AIM OF THE TASK:
Rewrite the rows from the first one through the line holding "Inside and outside", inclusive, replacing "even-odd rule" with "parity rule" and leaving everything else unchanged. Leave the pictures out of your answer.

--- START OF MATERIAL FOR THE TASK ---

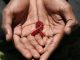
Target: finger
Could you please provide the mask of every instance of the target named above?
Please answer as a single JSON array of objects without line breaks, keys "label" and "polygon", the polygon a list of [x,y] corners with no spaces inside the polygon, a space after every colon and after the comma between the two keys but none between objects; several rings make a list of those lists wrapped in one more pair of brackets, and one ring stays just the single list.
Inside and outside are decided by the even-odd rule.
[{"label": "finger", "polygon": [[[73,14],[72,7],[70,5],[66,5],[65,9],[62,11],[62,14],[64,18],[66,19],[66,27],[65,27],[65,32],[71,32],[71,28],[73,28],[77,24],[77,20]],[[67,33],[66,32],[66,33]]]},{"label": "finger", "polygon": [[52,38],[52,37],[48,38],[48,40],[46,41],[46,44],[45,44],[44,51],[46,51],[46,50],[47,50],[47,48],[49,47],[49,45],[50,45],[50,43],[51,43],[51,41],[52,41],[52,40],[53,40],[53,38]]},{"label": "finger", "polygon": [[34,57],[34,58],[39,58],[40,57],[40,55],[39,55],[39,53],[36,51],[36,49],[30,44],[30,42],[28,41],[28,39],[27,38],[25,38],[25,37],[23,37],[22,38],[22,43],[24,44],[24,46],[31,52],[31,54],[32,54],[32,56]]},{"label": "finger", "polygon": [[37,51],[42,54],[42,53],[43,53],[43,48],[42,48],[42,46],[40,46],[40,45],[38,44],[38,42],[35,40],[35,37],[29,35],[27,38],[29,39],[30,43],[37,49]]},{"label": "finger", "polygon": [[41,56],[40,60],[47,60],[50,56],[50,54],[55,50],[55,48],[58,46],[60,40],[62,38],[62,34],[57,34],[53,37],[53,40],[51,41],[50,45],[48,46],[45,53]]},{"label": "finger", "polygon": [[48,40],[48,37],[43,37],[43,41],[44,41],[44,44],[46,45],[46,41]]},{"label": "finger", "polygon": [[12,13],[9,9],[5,8],[2,13],[2,29],[6,33],[6,40],[10,41],[12,38]]},{"label": "finger", "polygon": [[17,25],[15,28],[14,28],[14,34],[18,35],[18,36],[21,36],[21,24]]},{"label": "finger", "polygon": [[18,35],[13,35],[13,39],[16,49],[18,49],[25,58],[31,59],[32,55],[29,50],[26,49],[24,45],[20,42],[20,37]]},{"label": "finger", "polygon": [[42,37],[40,36],[40,34],[35,35],[35,40],[36,40],[41,46],[44,46],[44,41],[43,41]]}]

--- END OF MATERIAL FOR THE TASK ---

TASK OUTPUT:
Target: finger
Could you please provide the mask of every instance of the target named above?
Please answer as a single JSON array of objects without line breaks, keys "label" and "polygon", the polygon a list of [x,y] corners with no spaces inside the polygon, a space after every colon and after the comma between the two keys but none between objects; several rings make a list of those lists wrapped in one more pair of brackets, and one ring stays just the single list.
Inside and outside are decided by the parity rule.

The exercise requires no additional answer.